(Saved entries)

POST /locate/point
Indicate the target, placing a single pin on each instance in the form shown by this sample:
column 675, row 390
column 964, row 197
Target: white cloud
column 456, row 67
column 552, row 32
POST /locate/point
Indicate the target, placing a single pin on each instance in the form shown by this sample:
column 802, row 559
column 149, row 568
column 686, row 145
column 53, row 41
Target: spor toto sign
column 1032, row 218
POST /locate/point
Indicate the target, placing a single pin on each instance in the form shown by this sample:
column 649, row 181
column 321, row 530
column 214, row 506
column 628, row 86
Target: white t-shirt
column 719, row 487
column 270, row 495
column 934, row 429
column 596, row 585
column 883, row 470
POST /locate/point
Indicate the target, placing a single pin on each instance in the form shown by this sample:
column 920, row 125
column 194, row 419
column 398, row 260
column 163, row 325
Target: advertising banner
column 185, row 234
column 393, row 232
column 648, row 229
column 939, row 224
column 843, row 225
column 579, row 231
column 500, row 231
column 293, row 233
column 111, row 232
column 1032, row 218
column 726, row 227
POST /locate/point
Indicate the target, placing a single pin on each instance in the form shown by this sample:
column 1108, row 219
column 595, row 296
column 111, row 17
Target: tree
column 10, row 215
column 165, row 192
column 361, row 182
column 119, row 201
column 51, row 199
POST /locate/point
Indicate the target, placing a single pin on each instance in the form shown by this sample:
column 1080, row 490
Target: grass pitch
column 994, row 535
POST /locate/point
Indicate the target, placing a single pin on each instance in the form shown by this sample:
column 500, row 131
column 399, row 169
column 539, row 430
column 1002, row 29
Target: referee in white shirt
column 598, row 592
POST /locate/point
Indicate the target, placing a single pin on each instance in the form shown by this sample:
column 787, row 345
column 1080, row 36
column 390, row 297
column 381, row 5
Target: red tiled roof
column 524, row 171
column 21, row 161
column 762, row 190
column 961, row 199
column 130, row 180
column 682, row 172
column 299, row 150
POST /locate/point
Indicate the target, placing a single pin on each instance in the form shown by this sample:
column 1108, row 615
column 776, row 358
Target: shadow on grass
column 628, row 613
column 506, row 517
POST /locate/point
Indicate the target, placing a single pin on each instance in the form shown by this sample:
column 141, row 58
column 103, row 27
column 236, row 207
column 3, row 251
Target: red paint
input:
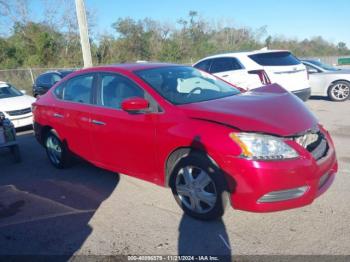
column 140, row 144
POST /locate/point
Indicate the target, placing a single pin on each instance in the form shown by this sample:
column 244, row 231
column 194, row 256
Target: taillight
column 264, row 78
column 33, row 107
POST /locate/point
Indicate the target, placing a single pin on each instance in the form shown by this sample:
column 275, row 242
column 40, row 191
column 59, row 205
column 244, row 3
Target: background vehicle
column 184, row 128
column 252, row 69
column 16, row 105
column 8, row 137
column 46, row 80
column 326, row 80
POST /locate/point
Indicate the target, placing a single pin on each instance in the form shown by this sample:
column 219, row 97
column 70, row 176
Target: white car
column 15, row 105
column 326, row 80
column 250, row 70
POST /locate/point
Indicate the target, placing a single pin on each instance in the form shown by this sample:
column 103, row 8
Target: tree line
column 52, row 44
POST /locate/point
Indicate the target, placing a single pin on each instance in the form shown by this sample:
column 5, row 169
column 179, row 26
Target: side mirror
column 312, row 71
column 134, row 104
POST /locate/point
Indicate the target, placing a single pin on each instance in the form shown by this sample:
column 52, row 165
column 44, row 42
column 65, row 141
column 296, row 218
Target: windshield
column 7, row 91
column 323, row 66
column 183, row 85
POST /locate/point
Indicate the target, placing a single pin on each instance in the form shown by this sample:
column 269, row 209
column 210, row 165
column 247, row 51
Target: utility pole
column 84, row 34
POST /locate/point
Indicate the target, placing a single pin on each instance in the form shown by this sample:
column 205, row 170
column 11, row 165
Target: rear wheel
column 57, row 151
column 339, row 91
column 199, row 187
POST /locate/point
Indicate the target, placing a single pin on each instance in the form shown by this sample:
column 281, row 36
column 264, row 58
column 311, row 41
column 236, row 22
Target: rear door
column 124, row 142
column 283, row 68
column 230, row 70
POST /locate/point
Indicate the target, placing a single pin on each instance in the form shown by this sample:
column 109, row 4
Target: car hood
column 269, row 109
column 16, row 103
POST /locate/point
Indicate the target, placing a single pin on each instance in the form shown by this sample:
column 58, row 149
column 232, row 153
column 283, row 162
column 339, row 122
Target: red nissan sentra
column 176, row 126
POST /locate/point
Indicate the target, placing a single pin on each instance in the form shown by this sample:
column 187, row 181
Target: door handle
column 99, row 123
column 57, row 115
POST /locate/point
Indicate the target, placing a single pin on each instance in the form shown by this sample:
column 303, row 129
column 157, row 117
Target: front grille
column 314, row 142
column 19, row 112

(What is needed) Make an exact copy of the data, leaving its pictures out.

(Output below)
POST /locate/point
Indicate the target, placing a single pin on each instance in the form shown by this sample:
column 675, row 390
column 964, row 197
Target: white cloud
column 456, row 67
column 552, row 32
POST /locate/point
Indicate the target, placing a single pin on each instance in the form shown by this sample:
column 802, row 559
column 149, row 568
column 686, row 145
column 53, row 41
Target: spor toto sign
column 1032, row 218
POST /locate/point
Indicate the target, placing a single pin on each instance in the form shown by this sample:
column 649, row 181
column 321, row 530
column 214, row 506
column 628, row 86
Target: white t-shirt
column 719, row 487
column 270, row 495
column 934, row 429
column 596, row 585
column 883, row 470
POST /locate/point
Indicate the target, placing a single pin on each instance in the form shown by this sample:
column 920, row 125
column 194, row 419
column 398, row 260
column 163, row 325
Target: advertising banner
column 185, row 234
column 393, row 232
column 648, row 229
column 939, row 224
column 843, row 225
column 579, row 231
column 500, row 231
column 293, row 233
column 111, row 232
column 1032, row 218
column 726, row 227
POST /locate/point
Indicate the target, placing a single pin on each instance in the form shown by this sample:
column 1108, row 219
column 595, row 296
column 111, row 17
Target: tree
column 10, row 215
column 165, row 192
column 361, row 182
column 119, row 201
column 51, row 199
POST /locate/point
Indicate the target, placing a single pin on each instance in the form shown by this sample:
column 1080, row 490
Target: grass pitch
column 994, row 535
POST /locate/point
Indicate the target, placing a single pin on each instance in the form shown by this sample:
column 500, row 131
column 399, row 169
column 539, row 430
column 1002, row 29
Target: referee in white shirt
column 598, row 592
POST /locate/point
Indicate the target, placing a single pin on each instance in the form shown by this sample:
column 787, row 345
column 1080, row 36
column 390, row 297
column 381, row 5
Target: red tiled roof
column 524, row 171
column 21, row 161
column 762, row 190
column 961, row 199
column 130, row 180
column 682, row 172
column 299, row 150
POST /locate/point
Indicate the target, placing a single pin on each instance in the form shown by this sample:
column 1108, row 615
column 776, row 358
Target: shadow on grass
column 628, row 613
column 506, row 517
POST /locate/point
Indicate the target, placing a single pin on each instance in the form shown by this sample:
column 141, row 58
column 103, row 27
column 236, row 207
column 3, row 251
Target: red paint
input:
column 140, row 144
POST /locate/point
Indicate the target, placing a single pin on each instance in the form shown by this sample:
column 244, row 231
column 194, row 256
Target: taillight
column 264, row 78
column 33, row 107
POST /locate/point
Indicate the target, placing a single pin on each instance in the form shown by this sample:
column 275, row 242
column 40, row 191
column 59, row 205
column 244, row 3
Target: background vehicle
column 184, row 128
column 252, row 69
column 16, row 105
column 8, row 137
column 46, row 80
column 326, row 80
POST /locate/point
Indicate the target, placing a single pin on each instance in the form shown by this sample:
column 219, row 97
column 70, row 176
Target: white car
column 15, row 105
column 326, row 80
column 250, row 70
POST /locate/point
Indicate the target, placing a single pin on each instance in the form shown by this sample:
column 103, row 8
Target: tree line
column 52, row 44
POST /locate/point
Indicate the target, placing a single pin on each instance in the form shown by this sample:
column 5, row 169
column 179, row 26
Target: side mirror
column 312, row 71
column 134, row 104
POST /locate/point
Indicate the target, placing a single pin on each instance in the form shown by this sample:
column 52, row 165
column 44, row 42
column 65, row 141
column 296, row 218
Target: windshield
column 7, row 91
column 323, row 66
column 183, row 85
POST /locate/point
Indicate the target, placing a single pin on each instance in the form shown by this sample:
column 269, row 209
column 210, row 165
column 247, row 51
Target: utility pole
column 84, row 34
POST /locate/point
Indicate the target, placing a single pin on each instance in the form shown by this sample:
column 205, row 170
column 11, row 165
Target: rear wheel
column 57, row 151
column 339, row 91
column 199, row 187
POST /locate/point
Indicate the target, placing a single pin on each instance in the form shown by this sample:
column 281, row 36
column 264, row 58
column 311, row 41
column 236, row 22
Target: rear door
column 124, row 142
column 283, row 68
column 230, row 70
POST /locate/point
Indicate the target, placing a single pin on each instance in the form shown by this sample:
column 109, row 4
Target: car hood
column 269, row 109
column 16, row 103
POST /locate/point
Indicate the target, placing a single pin on each instance in the form shown by this sample:
column 58, row 149
column 232, row 153
column 283, row 162
column 339, row 122
Target: red nissan sentra
column 176, row 126
POST /locate/point
Indicate the target, placing a single pin on each instance in the form shown by this sample:
column 187, row 181
Target: door handle
column 99, row 123
column 57, row 115
POST /locate/point
Indicate the target, placing a single pin on each instance in the form shown by this sample:
column 303, row 129
column 157, row 117
Target: front grille
column 314, row 142
column 19, row 112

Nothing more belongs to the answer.